Required work:
**1.** Using the Liveris interview, decide whether each statement agrees with it: (a) Liveris was named chief executive officer of Dow in November 2004; (b) Dow was the world's largest chemical company when Liveris joined it; (c) Liveris is a chemical engineer. For each, answer yes or no and quote the deciding words.
**2.** Print the part of the Liveris interview starting with "What were the" and going on through "do it today.", word for word.

Text segment:
* * *
Australian Andrew Liveris has guided a resurgence of The Dow Chemical Company since being named chief executive officer in November 2004. His devotion to personal relationships and creating a better world while growing profits is a model of successful corporate leadership. As he steps down as chairman and chief executive officer of Dow and from the board of directors of DowDuPont Inc., he continues his efforts to promote inclusive capitalism and to ensure that the global economic system works for everyone. Before he spoke at a recent American Chamber of Commerce in Japan (ACCJ) CEO Forum event, The ACCJ Journal sat down with Liveris to learn more about his journey from chemical engineer to CEO, and how that experience helped him take Dow to new heights.
What were the keys to navigating the path from your first job to becoming CEO?
I think the first five years, joining any enterprise, most of us are making assessments on exactly what we have joined, what we are doing, and if it excites us. I, a chemical engineer joining a chemical company, was a no brainer. Dow was the world’s sixth largest at the time, and they gave me assignments that characterized the way we did it then and still do it today.
* * *
Information shown:
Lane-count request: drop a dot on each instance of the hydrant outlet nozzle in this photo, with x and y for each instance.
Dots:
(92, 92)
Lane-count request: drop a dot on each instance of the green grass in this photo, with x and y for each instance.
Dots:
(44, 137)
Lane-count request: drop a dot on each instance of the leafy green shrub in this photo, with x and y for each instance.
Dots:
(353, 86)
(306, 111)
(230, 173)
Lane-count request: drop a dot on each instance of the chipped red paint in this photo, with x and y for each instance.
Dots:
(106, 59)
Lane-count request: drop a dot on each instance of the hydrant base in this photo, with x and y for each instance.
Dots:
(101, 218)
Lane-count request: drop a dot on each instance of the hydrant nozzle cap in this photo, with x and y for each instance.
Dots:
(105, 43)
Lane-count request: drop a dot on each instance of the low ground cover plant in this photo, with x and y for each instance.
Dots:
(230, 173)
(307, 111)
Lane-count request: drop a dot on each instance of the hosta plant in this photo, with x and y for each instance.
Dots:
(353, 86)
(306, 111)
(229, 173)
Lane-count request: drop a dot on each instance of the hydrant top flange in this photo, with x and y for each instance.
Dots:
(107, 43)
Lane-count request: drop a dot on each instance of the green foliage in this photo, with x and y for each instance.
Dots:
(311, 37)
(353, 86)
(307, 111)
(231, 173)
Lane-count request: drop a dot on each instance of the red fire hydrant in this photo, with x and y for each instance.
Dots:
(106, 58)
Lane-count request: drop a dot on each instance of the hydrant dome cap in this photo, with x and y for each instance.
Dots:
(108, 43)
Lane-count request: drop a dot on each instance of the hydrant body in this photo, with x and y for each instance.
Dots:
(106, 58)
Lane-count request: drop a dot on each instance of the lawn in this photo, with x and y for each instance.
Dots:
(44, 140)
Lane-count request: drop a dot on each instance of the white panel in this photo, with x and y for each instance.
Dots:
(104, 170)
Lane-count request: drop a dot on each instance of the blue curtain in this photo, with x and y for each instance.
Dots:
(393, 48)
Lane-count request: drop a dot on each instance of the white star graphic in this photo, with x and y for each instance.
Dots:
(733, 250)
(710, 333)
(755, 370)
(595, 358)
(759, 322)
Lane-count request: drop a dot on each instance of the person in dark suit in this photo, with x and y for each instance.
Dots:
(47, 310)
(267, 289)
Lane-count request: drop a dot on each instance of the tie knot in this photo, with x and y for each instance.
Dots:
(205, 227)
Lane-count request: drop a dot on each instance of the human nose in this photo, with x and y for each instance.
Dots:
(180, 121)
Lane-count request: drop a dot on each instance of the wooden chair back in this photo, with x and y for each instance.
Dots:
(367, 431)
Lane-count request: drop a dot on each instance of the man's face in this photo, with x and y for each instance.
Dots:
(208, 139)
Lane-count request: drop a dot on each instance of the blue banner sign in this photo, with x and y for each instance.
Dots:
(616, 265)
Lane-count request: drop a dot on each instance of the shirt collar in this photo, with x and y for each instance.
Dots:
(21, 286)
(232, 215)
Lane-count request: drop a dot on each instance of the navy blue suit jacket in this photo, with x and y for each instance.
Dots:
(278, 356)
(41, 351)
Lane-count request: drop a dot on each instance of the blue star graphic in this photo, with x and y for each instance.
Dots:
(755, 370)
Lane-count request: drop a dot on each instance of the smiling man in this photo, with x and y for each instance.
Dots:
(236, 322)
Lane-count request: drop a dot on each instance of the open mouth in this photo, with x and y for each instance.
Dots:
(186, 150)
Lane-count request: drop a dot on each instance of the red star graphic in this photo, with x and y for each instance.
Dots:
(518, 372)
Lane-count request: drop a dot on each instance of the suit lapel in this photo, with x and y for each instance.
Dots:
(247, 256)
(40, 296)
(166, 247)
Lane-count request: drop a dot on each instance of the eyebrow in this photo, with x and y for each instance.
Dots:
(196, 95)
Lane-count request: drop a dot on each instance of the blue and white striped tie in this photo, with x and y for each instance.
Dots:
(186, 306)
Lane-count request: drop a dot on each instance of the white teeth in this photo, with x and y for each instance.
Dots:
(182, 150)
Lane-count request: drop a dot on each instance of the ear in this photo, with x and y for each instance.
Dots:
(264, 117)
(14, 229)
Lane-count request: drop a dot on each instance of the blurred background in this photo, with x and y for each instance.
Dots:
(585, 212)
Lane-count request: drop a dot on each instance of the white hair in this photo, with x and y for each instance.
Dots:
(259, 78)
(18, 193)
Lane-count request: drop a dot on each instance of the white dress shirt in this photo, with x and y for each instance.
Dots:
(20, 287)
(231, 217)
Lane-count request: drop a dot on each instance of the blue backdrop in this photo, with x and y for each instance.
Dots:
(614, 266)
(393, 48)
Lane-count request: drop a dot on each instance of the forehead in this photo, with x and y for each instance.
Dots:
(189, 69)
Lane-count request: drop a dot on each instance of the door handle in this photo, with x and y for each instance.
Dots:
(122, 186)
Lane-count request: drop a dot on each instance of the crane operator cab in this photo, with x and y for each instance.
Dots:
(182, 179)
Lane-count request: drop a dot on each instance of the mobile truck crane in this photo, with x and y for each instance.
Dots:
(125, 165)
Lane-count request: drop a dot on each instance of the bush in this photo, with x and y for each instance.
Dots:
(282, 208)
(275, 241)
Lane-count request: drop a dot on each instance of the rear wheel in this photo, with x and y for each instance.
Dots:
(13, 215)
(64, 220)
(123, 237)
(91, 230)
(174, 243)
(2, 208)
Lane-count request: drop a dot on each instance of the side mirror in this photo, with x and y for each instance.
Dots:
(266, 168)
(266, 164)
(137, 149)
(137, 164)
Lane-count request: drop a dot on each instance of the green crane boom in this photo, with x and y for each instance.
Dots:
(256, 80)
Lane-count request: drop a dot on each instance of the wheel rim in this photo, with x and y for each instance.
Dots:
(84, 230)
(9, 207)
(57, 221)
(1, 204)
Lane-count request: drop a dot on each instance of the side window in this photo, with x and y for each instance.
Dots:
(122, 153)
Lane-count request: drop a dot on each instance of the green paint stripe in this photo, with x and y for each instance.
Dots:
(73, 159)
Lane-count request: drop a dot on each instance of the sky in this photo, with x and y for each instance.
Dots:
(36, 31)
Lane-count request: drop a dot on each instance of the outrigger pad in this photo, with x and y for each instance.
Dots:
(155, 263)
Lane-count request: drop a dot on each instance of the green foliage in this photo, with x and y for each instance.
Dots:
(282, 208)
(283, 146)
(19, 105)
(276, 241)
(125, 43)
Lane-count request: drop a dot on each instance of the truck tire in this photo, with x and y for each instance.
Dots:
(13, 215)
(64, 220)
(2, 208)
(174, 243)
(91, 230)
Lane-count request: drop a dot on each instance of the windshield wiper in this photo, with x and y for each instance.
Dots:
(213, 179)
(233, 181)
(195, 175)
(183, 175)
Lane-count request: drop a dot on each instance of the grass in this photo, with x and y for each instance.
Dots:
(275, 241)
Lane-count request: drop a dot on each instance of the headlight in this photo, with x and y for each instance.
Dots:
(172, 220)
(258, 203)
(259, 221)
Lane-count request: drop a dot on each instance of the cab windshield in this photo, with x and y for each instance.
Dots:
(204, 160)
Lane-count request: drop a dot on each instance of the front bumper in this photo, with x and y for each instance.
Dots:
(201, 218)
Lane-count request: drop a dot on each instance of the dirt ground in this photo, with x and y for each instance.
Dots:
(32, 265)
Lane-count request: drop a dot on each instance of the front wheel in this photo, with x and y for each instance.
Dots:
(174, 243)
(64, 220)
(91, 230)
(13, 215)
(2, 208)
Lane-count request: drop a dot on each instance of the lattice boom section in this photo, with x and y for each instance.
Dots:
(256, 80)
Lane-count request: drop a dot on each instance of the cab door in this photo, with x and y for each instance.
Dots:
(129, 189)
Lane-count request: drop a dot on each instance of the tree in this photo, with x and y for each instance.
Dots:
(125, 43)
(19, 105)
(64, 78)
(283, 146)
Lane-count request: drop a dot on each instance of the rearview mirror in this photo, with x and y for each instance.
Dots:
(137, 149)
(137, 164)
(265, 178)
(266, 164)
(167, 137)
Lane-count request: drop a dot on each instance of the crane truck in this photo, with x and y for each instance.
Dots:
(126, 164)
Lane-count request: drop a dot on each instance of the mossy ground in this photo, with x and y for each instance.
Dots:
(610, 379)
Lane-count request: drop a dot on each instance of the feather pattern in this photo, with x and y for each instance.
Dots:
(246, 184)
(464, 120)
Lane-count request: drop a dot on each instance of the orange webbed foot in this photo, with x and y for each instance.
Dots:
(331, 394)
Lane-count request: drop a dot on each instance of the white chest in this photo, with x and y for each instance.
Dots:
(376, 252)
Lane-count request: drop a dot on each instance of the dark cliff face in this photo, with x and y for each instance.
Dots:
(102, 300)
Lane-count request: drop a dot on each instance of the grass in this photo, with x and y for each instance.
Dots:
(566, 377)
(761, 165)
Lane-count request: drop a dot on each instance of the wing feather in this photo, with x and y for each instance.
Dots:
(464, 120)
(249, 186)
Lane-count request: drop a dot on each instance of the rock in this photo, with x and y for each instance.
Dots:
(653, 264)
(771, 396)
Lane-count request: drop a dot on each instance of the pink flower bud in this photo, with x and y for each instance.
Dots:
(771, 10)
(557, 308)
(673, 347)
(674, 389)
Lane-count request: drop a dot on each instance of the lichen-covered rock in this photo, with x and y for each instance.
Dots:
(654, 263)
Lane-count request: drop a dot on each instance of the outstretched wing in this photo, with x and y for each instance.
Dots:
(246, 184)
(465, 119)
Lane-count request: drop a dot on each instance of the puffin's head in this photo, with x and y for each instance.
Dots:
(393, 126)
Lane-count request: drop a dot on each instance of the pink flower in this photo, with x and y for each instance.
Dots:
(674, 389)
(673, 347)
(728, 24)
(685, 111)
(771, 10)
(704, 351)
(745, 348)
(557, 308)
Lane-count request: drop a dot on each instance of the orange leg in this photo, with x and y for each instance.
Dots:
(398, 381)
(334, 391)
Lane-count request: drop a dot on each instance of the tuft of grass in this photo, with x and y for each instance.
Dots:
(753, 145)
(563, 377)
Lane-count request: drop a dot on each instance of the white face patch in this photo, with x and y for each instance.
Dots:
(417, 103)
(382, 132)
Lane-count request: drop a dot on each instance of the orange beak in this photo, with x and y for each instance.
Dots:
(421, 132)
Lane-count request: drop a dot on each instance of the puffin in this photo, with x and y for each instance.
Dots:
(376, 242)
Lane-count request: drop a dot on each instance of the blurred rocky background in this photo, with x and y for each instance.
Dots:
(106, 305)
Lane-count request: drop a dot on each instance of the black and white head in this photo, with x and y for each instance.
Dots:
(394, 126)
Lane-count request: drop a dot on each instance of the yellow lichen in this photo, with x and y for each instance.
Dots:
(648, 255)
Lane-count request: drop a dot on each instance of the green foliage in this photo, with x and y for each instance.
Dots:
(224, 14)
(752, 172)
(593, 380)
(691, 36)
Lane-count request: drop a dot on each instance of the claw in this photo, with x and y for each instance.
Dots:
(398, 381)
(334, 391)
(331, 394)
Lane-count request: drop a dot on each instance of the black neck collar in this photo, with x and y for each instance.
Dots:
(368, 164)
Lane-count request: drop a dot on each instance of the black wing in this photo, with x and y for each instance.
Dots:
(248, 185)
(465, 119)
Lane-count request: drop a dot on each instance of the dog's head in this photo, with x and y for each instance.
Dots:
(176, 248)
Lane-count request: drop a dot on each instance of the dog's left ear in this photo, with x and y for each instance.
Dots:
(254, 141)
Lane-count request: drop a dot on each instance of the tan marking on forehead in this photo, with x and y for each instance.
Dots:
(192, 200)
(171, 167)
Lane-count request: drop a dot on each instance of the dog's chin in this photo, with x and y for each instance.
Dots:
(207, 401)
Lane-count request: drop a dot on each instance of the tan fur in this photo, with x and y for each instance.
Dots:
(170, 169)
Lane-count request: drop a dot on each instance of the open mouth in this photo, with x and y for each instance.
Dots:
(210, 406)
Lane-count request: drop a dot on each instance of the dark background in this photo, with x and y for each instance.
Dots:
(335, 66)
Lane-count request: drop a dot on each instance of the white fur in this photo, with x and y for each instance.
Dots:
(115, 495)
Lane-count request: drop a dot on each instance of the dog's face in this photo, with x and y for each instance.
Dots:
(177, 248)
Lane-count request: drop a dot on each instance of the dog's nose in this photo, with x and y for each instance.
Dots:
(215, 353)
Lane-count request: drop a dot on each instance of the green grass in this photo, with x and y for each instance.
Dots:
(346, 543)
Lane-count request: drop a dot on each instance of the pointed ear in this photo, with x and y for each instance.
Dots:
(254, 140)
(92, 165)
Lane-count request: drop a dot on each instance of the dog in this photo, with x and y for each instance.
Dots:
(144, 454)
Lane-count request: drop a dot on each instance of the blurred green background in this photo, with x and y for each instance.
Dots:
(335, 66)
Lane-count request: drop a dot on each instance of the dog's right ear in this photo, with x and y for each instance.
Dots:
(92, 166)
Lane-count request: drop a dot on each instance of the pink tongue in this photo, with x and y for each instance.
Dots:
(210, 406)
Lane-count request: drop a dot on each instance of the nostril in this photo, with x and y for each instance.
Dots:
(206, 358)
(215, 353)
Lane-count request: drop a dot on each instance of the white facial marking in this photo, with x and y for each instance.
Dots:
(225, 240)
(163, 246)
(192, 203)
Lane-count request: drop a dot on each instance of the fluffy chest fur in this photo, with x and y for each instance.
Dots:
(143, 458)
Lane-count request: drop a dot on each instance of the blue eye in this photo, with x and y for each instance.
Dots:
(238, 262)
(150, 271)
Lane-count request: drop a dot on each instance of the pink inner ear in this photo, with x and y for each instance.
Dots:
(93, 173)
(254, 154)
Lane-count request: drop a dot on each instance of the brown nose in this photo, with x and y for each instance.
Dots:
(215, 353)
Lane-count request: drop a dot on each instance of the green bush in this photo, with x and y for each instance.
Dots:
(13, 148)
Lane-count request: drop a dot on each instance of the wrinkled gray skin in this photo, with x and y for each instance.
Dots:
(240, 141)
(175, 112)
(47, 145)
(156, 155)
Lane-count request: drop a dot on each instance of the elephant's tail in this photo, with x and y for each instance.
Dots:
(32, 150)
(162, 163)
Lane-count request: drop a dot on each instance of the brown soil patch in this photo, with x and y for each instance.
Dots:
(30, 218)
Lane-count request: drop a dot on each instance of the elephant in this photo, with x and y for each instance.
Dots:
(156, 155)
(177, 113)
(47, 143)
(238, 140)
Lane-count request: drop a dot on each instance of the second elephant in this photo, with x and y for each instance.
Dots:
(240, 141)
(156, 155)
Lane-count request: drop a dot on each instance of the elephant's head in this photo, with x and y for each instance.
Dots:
* * *
Solved problems:
**1.**
(a) Yes: "since being named chief executive officer in November 2004"
(b) No: "Dow was the world’s sixth largest at the time"
(c) Yes: "I, a chemical engineer joining a chemical company, was a no brainer."

**2.**
What were the keys to navigating the path from your first job to becoming CEO?
I think the first five years, joining any enterprise, most of us are making assessments on exactly what we have joined, what we are doing, and if it excites us. I, a chemical engineer joining a chemical company, was a no brainer. Dow was the world’s sixth largest at the time, and they gave me assignments that characterized the way we did it then and still do it today.